Set problem
Collect every line of the items below that contains the string "sign", and copy each such line in full.

### Data provided ###

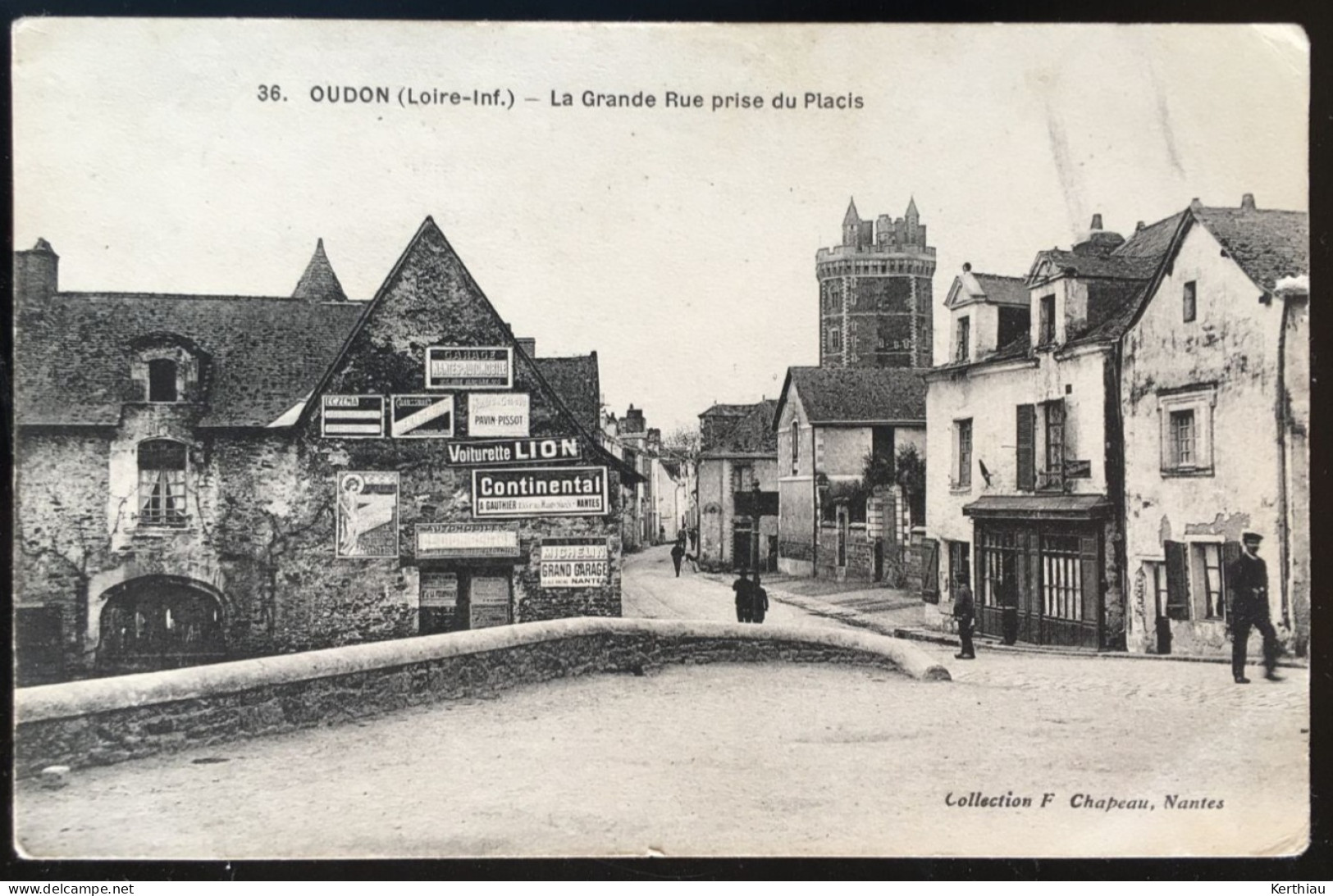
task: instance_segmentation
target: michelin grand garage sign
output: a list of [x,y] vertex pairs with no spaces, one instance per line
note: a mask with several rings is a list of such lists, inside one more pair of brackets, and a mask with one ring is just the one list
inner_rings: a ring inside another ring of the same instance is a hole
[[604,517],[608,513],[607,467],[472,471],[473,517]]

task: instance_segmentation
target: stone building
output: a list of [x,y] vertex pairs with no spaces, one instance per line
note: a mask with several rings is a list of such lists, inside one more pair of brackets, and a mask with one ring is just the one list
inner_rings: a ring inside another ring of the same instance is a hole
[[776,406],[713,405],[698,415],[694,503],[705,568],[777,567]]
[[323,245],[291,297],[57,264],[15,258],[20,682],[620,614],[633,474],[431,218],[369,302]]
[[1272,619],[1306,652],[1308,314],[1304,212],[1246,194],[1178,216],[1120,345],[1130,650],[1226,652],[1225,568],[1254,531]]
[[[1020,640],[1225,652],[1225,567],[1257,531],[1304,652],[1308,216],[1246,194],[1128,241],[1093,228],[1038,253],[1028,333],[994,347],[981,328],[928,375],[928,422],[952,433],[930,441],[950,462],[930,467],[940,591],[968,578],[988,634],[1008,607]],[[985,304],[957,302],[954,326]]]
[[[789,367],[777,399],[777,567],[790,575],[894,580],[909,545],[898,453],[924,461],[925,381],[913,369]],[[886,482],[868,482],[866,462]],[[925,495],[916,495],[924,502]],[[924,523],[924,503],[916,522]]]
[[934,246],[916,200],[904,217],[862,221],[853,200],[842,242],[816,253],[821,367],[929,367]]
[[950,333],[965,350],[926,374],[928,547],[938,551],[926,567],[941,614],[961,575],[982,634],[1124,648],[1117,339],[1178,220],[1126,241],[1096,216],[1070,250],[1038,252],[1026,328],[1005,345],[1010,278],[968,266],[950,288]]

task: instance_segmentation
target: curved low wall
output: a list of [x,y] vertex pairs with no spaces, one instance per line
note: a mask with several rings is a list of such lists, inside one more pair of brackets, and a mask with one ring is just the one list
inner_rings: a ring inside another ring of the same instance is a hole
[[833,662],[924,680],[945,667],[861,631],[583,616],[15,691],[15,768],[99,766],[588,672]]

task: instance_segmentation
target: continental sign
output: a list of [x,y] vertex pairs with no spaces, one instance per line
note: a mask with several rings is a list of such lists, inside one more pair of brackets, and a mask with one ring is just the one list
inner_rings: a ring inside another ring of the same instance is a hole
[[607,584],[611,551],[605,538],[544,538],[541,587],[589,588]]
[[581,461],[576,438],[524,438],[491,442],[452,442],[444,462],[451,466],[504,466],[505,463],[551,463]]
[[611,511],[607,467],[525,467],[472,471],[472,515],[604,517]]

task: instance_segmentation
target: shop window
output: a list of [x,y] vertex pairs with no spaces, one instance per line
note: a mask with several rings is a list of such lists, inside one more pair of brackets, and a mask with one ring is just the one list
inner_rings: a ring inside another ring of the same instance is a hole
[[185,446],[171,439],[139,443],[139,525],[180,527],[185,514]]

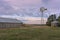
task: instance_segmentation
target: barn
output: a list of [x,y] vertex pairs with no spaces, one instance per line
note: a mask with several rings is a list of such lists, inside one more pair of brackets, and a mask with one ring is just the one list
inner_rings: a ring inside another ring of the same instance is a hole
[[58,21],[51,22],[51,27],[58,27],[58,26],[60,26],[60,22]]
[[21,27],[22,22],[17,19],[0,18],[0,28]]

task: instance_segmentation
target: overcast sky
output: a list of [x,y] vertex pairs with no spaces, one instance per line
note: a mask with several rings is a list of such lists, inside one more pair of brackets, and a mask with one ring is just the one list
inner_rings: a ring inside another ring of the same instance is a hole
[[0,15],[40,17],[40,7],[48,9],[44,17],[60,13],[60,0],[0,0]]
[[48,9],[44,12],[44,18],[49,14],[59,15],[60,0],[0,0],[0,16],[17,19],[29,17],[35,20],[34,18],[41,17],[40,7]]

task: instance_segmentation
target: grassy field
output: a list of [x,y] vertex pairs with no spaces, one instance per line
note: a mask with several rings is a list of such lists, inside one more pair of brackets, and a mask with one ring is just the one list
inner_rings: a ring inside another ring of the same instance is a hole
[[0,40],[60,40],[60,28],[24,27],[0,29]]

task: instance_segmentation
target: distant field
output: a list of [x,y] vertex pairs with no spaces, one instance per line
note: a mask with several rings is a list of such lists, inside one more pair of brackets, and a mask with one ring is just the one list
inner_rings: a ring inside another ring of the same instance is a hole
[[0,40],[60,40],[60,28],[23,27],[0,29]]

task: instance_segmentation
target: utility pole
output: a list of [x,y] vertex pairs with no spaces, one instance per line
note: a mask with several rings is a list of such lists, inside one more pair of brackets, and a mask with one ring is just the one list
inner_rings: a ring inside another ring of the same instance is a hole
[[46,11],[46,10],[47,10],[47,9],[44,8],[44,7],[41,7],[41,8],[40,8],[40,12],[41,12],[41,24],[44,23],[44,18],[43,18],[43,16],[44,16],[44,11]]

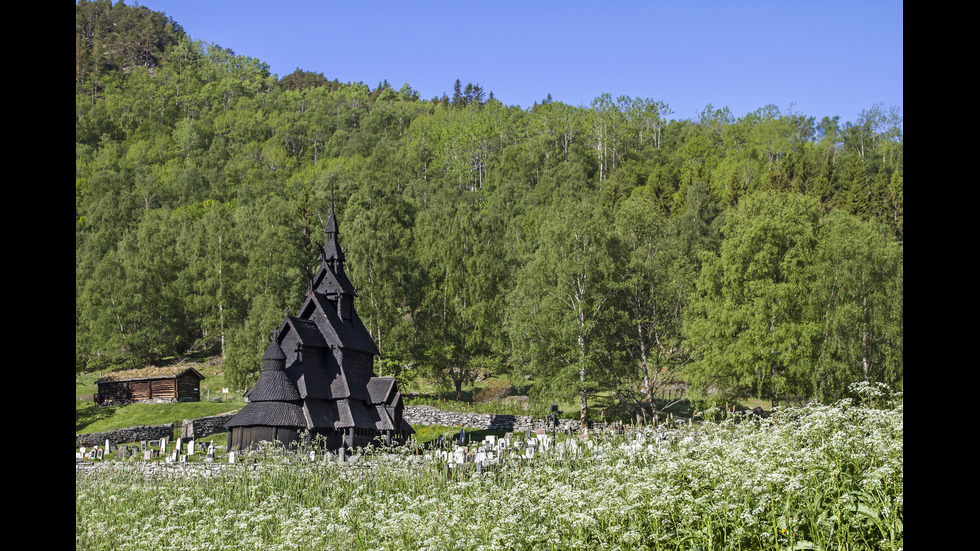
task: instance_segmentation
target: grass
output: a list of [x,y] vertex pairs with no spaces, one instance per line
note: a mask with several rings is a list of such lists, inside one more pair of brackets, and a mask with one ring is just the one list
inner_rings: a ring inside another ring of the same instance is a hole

###
### Data provided ###

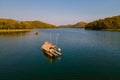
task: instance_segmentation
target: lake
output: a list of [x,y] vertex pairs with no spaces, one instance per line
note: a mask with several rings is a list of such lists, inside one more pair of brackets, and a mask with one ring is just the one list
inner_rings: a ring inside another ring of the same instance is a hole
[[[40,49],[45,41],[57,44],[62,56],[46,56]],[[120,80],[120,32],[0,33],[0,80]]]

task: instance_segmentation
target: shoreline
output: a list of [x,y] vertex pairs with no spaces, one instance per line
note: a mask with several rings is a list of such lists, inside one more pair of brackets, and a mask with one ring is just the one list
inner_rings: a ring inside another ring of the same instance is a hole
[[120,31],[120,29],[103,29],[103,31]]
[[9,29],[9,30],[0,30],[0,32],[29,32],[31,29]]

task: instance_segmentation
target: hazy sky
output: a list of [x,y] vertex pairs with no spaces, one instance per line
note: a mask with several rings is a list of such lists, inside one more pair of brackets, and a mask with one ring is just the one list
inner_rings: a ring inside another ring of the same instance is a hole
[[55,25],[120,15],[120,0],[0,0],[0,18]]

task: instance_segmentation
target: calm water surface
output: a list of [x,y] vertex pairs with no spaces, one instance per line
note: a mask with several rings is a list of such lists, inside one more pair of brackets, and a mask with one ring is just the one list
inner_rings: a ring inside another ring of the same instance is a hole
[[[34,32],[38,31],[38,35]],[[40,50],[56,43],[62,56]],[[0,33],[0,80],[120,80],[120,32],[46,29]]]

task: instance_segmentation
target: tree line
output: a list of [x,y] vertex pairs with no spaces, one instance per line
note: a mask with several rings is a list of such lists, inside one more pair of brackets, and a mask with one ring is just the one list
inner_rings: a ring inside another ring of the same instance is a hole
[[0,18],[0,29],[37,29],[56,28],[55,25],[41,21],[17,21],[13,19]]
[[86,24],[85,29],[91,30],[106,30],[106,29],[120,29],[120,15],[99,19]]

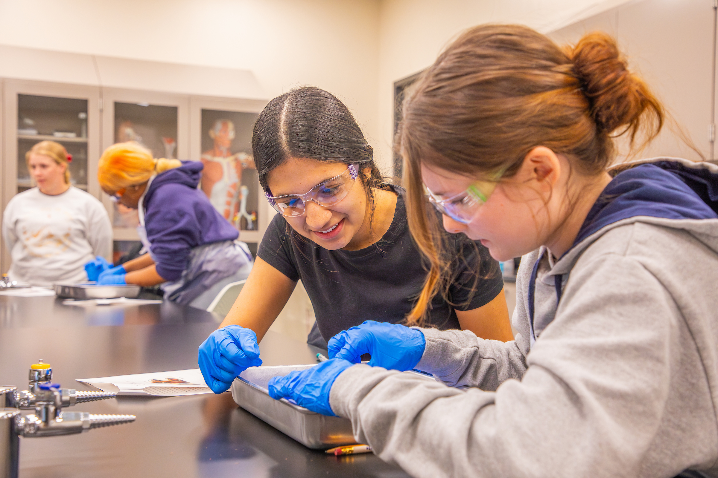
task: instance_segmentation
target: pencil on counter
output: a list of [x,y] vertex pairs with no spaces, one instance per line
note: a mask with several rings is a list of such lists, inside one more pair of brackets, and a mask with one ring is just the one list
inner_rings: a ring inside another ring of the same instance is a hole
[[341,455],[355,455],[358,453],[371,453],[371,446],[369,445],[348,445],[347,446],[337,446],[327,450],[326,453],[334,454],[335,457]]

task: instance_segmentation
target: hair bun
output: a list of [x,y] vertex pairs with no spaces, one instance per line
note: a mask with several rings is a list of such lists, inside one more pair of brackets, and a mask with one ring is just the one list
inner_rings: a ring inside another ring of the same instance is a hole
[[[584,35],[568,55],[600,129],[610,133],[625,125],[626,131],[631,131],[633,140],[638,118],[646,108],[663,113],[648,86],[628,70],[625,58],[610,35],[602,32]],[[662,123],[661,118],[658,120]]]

###
### Data provided ###

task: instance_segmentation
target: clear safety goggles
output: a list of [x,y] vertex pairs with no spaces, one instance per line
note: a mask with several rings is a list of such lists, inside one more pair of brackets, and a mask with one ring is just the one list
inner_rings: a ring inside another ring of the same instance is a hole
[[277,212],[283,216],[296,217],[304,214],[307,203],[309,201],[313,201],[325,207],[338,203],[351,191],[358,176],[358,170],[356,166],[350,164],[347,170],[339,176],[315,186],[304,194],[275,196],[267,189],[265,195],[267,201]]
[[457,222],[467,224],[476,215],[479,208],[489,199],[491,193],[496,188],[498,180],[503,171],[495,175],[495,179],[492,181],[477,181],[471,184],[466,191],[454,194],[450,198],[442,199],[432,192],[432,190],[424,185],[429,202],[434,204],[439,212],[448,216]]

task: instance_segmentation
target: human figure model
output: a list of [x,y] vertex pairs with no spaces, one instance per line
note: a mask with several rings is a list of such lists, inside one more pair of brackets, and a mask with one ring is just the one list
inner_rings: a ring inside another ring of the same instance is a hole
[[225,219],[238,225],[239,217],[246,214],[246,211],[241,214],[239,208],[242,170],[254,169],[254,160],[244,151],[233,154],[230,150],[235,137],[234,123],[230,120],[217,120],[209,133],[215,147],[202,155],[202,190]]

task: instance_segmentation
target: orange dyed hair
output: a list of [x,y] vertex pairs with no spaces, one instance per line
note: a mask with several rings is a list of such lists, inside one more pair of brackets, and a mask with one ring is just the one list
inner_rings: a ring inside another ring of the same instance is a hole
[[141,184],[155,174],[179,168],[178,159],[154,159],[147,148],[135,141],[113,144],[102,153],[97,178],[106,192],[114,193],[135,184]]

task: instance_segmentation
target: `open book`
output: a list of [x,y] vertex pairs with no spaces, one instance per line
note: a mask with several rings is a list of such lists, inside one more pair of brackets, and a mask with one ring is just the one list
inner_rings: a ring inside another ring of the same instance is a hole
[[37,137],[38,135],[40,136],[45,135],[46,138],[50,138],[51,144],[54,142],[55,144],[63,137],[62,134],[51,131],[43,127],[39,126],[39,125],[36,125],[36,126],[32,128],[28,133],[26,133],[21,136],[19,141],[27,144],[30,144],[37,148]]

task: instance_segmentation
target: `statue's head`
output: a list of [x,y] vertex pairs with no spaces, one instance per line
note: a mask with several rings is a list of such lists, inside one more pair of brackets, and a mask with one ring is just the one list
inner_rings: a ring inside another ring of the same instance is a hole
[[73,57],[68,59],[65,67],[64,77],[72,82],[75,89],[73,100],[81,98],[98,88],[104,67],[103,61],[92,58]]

###

Answer for the task
target: michelin grand garage sign
target: continental sign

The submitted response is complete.